> **Task goal**: From the records below, copy each line in which the string "with" occurs.

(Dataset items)
+ + + + +

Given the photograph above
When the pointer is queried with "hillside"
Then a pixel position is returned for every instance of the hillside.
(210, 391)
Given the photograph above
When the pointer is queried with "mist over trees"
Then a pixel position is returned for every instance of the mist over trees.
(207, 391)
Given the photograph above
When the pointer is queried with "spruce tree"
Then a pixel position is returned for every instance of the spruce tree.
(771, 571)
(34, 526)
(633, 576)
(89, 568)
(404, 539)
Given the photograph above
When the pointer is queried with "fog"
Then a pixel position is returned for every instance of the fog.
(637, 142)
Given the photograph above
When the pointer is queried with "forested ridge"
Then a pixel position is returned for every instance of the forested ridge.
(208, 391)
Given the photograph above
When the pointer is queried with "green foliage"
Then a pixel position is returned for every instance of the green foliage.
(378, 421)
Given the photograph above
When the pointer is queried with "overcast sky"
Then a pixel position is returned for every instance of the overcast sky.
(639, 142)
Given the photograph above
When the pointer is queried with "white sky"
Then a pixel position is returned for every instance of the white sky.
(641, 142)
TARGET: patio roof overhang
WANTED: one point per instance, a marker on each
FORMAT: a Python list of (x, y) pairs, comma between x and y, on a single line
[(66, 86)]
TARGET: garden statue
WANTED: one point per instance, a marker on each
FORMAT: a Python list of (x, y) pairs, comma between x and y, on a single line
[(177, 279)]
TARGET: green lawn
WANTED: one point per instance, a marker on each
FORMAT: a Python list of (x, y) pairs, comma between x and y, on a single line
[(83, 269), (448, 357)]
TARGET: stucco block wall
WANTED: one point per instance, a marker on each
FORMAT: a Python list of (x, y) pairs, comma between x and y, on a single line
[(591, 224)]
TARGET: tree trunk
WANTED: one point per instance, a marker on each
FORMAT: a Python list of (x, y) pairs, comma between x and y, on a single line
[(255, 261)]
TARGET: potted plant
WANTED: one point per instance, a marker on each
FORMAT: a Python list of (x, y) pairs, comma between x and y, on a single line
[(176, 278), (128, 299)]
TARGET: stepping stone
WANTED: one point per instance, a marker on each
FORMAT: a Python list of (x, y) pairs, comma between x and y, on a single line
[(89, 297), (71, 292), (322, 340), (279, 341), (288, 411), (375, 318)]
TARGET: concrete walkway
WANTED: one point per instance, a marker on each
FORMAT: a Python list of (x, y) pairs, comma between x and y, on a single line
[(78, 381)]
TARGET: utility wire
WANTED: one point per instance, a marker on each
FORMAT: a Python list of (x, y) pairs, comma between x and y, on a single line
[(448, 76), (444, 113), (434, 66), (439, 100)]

+ + + + +

> **Task solution**:
When the pointer is queried with "hillside"
When the pointer is queried with "mist over trees"
When the pointer is queried with "spruce tree"
When the pointer is queried with "fog"
When the pointer is queried with "forested ridge"
When the pointer is queried with "green foliage"
When the pointer is queried with "overcast sky"
When the pointer is queried with "white sky"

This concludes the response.